** Aim **
Copy the records below line for line, keeping every character and space unchanged.

Start

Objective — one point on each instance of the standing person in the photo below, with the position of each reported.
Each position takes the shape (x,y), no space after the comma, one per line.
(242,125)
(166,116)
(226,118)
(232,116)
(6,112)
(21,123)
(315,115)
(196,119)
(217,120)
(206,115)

End

** Response to the exercise **
Objective — one point on each instance of the standing person in the photo below, with the position of each reported.
Each position takes the shape (x,y), no space after the comma, one per line.
(242,125)
(166,116)
(226,118)
(232,116)
(6,112)
(21,123)
(315,115)
(196,119)
(217,120)
(206,115)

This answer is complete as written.